Your goal:
Please resume the forum thread below about Windows XP SP2 and Zone Alarm from the point where it stops.

Here's the question: with SP2 onboard, why would (should) I continue to run Zone Alarm? That is: is Zone Alarm now redundant? 

Why not?


----------



## GrumpyHermit (May 23, 2004)

EdGreene said:


> Here's the question: with SP2 onboard, why would (should) I continue to run Zone Alarm? That is: is Zone Alarm now redundant?
> 
> Why not?


Ed, Zone Alarm is, I think, more customizable than the Windows XP firewall. As for your first question, why not test both firewalls with Gibson Research's Shields Up! If the Windows firewall passes this test, you can dispense with Zone Alarm, unless you like the configuration features of that firewall better.


----------



## EdGreene (Jan 5, 2003)

GrumpyHermit said:


> Ed, Zone Alarm is, I think, more customizable than the Windows XP firewall. As for your first question, why not test both firewalls with Gibson Research's Shields Up! If the Windows firewall passes this test, you can dispense with Zone Alarm, unless you like the configuration features of that firewall better.


Thanks a lot...but: what is the URL for "Shield's Up"?


----------



## MightyQueenC (Jul 7, 2004)

Shields Up

https://www.grc.com/x/ne.dll?bh0bkyd2

go down to proceed (near the bottom) and click > check common ports and sharing

Carolyn


----------



## Raistlfiren (Jul 14, 2004)

Could you guys give me some more insight on this article written by PC mag? I found it here: 
http://www.pcmag.com/article2/0,1759,1639276,00.asp
It seems like WMI reads your AV and Firewall and can tell if it is up to date or not. It says that a spyware program can jump on this oppurtunity and enable anyone into it. Am I right, or did I read it wrong?
Raistlin


----------



## EdGreene (Jan 5, 2003)

mightyqueenc said:


> Shields Up
> 
> https://www.grc.com/x/ne.dll?bh0bkyd2
> 
> ...


Very much appreciated. Thanks.


----------



## MightyQueenC (Jul 7, 2004)

Your very welcome, Ed

I'm just *thrilled* I knew the answer to a question! lol

Have a good day 

Carolyn


----------



## eddie5659 (Mar 19, 2001)

Just read this:

*Microsoft tackles AMD conflict in SP2

A problem in the Service Pack 2 update for Windows XP may keep owners of AMD-based computers from using the long-awaited security package under certain circumstances, according to Microsoft. *

http://zdnet.com.com/2100-1103-5326707.html

Just great for us AMD users 

eddie


----------



## MightyQueenC (Jul 7, 2004)

eddie5659 said:


> Just read this:
> 
> *Microsoft tackles AMD conflict in SP2
> 
> ...


Oh maaaaaaaaaaaaaaan! Am I ever glad I held off! I have enough comp problems as it is.
Thanks for posting this eddie

Carolyn


----------



## eddie5659 (Mar 19, 2001)

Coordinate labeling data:

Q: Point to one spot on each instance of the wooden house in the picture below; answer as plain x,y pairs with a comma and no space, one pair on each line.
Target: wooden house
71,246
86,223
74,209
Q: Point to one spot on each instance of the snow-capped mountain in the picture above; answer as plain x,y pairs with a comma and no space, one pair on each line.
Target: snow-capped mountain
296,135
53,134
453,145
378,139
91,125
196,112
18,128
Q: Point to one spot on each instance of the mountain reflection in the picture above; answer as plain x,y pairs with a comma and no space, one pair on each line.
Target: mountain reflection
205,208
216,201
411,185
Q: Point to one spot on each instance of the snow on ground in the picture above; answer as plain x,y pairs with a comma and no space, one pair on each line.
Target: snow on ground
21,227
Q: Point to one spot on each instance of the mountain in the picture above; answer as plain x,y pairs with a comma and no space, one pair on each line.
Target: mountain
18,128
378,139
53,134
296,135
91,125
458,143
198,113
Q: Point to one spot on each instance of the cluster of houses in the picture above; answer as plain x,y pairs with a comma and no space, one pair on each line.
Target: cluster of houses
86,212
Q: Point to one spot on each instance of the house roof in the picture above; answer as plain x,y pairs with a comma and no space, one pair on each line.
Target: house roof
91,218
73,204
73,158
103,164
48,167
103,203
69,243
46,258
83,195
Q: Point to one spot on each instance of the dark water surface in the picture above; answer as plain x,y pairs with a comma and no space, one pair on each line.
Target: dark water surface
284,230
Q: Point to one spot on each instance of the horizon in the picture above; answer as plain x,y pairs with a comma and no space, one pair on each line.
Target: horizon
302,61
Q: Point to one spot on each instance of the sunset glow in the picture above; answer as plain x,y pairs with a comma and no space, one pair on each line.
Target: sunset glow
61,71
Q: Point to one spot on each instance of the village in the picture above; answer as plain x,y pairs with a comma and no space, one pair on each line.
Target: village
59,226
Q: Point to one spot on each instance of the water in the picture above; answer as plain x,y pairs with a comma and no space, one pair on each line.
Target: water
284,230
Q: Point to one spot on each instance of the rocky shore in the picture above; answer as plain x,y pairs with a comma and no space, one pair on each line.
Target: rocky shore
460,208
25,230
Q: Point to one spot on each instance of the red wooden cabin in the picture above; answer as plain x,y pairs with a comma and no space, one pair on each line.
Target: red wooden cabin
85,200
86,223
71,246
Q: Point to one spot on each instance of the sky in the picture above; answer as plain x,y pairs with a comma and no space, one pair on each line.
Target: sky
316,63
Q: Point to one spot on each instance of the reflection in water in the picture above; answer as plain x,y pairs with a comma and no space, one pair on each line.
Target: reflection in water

Output for this task:
Tell me about it, have to replace enough on this pc as it is, without having to go backwards as well 

eddie


----------



## GrumpyHermit (May 23, 2004)

eddie5659 said:


> Just read this:
> 
> *Microsoft tackles AMD conflict in SP2
> 
> ...


I notice that is for AMD 64's, not standard 32-bit AMD chipsets. There can't be as many owners of 64's as there are other AMD chipsets, yet. My own AMD computer accepted SP2 with no problems whatsoever. :up:


----------



## kath100 (Aug 20, 2003)

I ordered the SP2 CD from Microsoft on Wed 25th August and received it today !!! Only 8 days  
Is this a record?
(no, its a cd)
Kath100


----------



## Flrman1 (Jul 26, 2002)

I got mine in three days!


----------



## MightyQueenC (Jul 7, 2004)

flrman1 said:


> I got mine in three days!


Well YOU probably know people in high places, flrman 

I'm still waiting for mine...Canada Post is as snail mail as it gets, tho :down:


----------



## eddie5659 (Mar 19, 2001)

I just updated mine online. I'll see how it goes over the next few days, but its annoying as WMP9 overides my original settings. I prefer 6.4, so will have to reset it all again.


----------



## vreyens (Oct 25, 2001)

Hi All,
Bill sent me the SP2 CD three day after I requested it. My problem is,
should I install it or wait or use it as a frisbee?
Thanks for any advise,
Barry


----------



## mach9 (Jan 26, 2004)

vreyens-- You might want to take a gander at this review article in The Register, re SP2. I think its very useful about how to configure things after the install, if you chose to do so. http://www.theregister.co.uk/2004/09/02/winxpsp2_security_review/


----------



## ~Candy~ (Jan 27, 2001)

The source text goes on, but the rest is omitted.